• _Direction_
Quote the records verbatim, starting at the line that contains "scrub top with" and continuing through the line that contains "left=476, top=488, right=709, bottom=581", with both of those lines included.

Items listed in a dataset
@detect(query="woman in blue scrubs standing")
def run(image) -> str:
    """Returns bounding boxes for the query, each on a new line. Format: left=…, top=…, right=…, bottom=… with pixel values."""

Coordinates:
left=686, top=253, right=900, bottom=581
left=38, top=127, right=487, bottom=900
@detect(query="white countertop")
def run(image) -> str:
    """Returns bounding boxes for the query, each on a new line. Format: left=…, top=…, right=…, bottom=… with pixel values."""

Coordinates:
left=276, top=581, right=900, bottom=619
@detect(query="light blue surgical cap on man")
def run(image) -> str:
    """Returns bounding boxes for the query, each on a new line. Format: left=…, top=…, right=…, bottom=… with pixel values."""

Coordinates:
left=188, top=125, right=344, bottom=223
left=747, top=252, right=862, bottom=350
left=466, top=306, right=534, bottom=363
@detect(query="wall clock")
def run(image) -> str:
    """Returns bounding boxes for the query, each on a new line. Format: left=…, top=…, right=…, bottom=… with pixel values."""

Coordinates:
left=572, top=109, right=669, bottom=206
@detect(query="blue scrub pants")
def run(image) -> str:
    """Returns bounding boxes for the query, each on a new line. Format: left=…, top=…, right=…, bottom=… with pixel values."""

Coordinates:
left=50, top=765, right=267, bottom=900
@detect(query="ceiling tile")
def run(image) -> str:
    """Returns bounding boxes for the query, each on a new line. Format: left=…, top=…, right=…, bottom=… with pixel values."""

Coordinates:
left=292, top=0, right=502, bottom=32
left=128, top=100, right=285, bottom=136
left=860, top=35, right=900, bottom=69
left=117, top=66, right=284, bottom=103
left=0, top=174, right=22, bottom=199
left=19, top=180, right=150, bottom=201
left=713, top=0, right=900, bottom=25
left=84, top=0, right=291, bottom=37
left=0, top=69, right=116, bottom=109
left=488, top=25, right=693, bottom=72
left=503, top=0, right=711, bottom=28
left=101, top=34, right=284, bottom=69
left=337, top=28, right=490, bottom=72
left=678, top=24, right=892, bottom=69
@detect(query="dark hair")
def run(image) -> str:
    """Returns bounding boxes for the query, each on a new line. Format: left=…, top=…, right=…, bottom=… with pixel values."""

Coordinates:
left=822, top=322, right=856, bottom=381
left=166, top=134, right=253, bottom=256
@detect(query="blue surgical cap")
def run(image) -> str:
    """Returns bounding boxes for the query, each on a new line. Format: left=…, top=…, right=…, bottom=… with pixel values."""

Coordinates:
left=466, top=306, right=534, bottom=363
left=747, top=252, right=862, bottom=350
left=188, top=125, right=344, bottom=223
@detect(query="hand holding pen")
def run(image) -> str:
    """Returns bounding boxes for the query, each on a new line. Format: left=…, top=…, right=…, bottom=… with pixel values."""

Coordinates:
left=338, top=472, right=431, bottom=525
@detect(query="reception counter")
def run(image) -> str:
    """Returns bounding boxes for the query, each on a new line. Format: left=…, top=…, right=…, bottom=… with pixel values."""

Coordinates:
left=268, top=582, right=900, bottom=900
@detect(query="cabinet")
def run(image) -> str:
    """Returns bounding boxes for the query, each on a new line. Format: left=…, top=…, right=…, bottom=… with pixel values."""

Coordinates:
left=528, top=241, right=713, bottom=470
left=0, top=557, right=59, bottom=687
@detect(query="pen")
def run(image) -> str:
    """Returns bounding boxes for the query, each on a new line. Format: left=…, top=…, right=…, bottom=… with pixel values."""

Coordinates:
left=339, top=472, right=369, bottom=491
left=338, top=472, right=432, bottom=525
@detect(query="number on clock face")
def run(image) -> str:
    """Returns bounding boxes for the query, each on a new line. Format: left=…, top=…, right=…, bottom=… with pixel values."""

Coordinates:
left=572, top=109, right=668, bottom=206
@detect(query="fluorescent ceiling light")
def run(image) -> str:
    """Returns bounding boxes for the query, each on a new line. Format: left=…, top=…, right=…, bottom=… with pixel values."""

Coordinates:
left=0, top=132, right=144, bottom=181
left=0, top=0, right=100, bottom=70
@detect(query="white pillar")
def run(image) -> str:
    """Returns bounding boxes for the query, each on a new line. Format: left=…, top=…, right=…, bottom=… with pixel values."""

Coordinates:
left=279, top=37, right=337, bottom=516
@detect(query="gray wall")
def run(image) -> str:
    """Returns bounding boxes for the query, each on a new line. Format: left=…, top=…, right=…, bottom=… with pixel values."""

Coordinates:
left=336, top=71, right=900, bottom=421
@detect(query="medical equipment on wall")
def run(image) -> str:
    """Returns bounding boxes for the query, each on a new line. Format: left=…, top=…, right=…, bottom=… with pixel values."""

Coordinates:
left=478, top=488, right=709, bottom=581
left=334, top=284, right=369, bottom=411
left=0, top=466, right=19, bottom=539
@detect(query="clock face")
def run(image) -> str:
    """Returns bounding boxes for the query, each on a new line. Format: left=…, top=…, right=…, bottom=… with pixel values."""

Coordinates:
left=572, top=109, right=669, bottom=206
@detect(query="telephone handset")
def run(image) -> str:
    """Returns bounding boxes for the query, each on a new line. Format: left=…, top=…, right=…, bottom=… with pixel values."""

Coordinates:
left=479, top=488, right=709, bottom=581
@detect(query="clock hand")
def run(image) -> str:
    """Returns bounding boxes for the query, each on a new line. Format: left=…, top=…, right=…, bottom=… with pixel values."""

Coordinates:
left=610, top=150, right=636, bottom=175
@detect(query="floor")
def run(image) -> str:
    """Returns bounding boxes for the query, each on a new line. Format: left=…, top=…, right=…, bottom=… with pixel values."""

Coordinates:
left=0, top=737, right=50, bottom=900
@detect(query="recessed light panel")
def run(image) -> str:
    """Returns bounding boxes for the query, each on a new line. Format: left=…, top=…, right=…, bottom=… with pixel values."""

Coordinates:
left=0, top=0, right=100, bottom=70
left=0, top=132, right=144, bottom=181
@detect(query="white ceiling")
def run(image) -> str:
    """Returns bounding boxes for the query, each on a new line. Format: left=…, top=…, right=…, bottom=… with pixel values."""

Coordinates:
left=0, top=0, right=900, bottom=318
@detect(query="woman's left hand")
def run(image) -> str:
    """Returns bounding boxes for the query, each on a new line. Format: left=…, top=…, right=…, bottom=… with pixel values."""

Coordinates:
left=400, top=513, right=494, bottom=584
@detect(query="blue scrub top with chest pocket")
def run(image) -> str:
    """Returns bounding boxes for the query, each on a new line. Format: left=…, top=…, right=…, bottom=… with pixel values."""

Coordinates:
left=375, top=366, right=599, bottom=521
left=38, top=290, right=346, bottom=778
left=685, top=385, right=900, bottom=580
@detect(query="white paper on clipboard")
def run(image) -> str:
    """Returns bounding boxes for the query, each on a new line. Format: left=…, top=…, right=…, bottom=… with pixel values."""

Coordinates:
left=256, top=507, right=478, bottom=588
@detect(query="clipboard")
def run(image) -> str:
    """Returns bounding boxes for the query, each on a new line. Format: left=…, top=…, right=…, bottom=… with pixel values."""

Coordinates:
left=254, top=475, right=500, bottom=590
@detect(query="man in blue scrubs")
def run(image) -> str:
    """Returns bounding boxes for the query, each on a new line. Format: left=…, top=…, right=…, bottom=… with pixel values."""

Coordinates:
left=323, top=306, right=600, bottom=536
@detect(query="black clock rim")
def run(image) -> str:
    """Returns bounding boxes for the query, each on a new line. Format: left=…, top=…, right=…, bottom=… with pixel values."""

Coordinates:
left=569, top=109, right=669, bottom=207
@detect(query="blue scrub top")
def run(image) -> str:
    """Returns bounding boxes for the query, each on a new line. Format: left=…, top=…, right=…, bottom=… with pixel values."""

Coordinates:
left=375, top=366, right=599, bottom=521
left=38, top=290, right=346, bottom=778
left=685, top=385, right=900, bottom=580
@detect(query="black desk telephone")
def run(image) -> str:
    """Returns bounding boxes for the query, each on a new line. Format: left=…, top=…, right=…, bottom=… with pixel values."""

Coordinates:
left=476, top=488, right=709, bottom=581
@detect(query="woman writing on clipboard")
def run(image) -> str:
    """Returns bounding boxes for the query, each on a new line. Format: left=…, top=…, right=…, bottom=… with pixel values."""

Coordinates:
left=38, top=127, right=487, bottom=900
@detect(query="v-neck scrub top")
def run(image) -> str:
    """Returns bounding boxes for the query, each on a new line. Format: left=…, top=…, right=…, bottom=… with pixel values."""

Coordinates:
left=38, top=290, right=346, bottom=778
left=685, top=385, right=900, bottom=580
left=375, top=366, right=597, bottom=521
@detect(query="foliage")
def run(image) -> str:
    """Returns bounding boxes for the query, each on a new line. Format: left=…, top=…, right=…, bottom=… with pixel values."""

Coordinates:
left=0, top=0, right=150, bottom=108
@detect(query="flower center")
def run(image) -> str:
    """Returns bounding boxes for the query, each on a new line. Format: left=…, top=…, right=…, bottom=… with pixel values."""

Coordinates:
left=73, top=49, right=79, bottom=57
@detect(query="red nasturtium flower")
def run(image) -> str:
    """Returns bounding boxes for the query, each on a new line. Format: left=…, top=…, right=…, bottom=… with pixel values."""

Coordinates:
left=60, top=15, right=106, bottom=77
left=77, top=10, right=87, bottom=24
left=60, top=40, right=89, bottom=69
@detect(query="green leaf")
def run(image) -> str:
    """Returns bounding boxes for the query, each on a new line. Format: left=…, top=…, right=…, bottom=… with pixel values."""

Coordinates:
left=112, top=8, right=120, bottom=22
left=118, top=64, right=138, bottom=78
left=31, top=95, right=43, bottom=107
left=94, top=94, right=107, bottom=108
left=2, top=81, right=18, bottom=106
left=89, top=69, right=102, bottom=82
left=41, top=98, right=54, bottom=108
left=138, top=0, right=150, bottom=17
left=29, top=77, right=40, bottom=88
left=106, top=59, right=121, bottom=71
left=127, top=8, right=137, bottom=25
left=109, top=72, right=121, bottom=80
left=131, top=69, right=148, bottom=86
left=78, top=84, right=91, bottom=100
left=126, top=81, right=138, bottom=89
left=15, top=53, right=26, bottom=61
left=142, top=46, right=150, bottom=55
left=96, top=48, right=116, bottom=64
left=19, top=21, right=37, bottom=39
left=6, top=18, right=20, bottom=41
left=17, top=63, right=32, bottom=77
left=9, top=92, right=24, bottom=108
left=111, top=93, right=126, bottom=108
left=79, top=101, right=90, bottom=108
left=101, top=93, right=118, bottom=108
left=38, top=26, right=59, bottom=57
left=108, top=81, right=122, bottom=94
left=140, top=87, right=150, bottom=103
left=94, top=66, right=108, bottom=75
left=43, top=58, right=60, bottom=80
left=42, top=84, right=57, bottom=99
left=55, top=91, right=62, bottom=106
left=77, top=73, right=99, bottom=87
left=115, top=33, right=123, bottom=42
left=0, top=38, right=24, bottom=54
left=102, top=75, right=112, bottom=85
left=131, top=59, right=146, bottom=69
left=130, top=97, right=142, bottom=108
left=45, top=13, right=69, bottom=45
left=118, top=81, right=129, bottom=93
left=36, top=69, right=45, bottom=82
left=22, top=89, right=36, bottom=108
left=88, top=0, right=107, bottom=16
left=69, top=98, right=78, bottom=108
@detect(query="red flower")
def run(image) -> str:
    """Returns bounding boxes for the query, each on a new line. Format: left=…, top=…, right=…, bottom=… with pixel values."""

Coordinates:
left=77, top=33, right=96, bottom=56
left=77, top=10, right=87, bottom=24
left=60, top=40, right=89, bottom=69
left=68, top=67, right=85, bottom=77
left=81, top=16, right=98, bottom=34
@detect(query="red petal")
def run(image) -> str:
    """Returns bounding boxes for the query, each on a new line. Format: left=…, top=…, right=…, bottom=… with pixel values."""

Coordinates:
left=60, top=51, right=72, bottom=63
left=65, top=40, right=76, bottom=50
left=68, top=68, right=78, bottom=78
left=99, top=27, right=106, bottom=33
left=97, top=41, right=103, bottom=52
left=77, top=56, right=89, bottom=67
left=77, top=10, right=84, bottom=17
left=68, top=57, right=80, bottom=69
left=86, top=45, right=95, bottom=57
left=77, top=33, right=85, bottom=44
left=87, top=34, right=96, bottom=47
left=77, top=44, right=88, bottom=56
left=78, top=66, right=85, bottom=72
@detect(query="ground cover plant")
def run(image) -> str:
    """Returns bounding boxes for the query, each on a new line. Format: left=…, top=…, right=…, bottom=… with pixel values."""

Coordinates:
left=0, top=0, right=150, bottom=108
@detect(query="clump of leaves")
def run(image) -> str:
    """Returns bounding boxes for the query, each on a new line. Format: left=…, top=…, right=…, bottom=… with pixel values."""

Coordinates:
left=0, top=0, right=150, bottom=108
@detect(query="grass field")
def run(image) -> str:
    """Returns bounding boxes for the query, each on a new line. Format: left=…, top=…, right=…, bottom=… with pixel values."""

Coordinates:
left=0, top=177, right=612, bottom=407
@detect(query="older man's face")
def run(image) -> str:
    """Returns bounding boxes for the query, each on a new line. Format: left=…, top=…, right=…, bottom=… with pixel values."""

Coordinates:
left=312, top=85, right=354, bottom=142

• _Correct result_
@detect(query="blue scrub top with chest pocket")
def run(image) -> str:
    """Returns bounding boxes for the query, each on a new line. Format: left=…, top=…, right=…, bottom=… with pixel values."""

Coordinates:
left=375, top=366, right=599, bottom=521
left=38, top=290, right=346, bottom=778
left=685, top=385, right=900, bottom=580
@detect(query="white paper on clipboard")
def run(image) -> str:
    """Returns bounding boxes for the query, each on a new line. Format: left=…, top=…, right=…, bottom=… with pixel values."""

Coordinates:
left=256, top=507, right=478, bottom=588
@detect(query="clipboard")
def run(image) -> str:
    """Returns bounding boxes for the query, each on a new line. Format: left=…, top=…, right=…, bottom=… with pixel values."""

Coordinates:
left=254, top=475, right=500, bottom=590
@detect(query="man in blue scrubs")
def run(image) -> str:
    """Returns bounding boxes for the query, each on a new line. Format: left=…, top=…, right=…, bottom=… with pixel values."""

Coordinates:
left=323, top=306, right=600, bottom=536
@detect(query="black clock rim")
def run(image) -> str:
    """Returns bounding boxes for the query, each on a new line. Format: left=…, top=…, right=…, bottom=… with pixel values."""

Coordinates:
left=569, top=109, right=669, bottom=207
@detect(query="blue scrub top")
def run(image) -> str:
    """Returns bounding boxes for the query, each on a new line. Format: left=…, top=…, right=…, bottom=… with pixel values."""

Coordinates:
left=375, top=366, right=599, bottom=521
left=38, top=290, right=346, bottom=778
left=685, top=385, right=900, bottom=580
@detect(query="black desk telephone")
def run(image) -> str:
    """Returns bounding boxes for the query, each on a new line. Format: left=…, top=…, right=…, bottom=… with pixel values."""

Coordinates:
left=476, top=488, right=709, bottom=581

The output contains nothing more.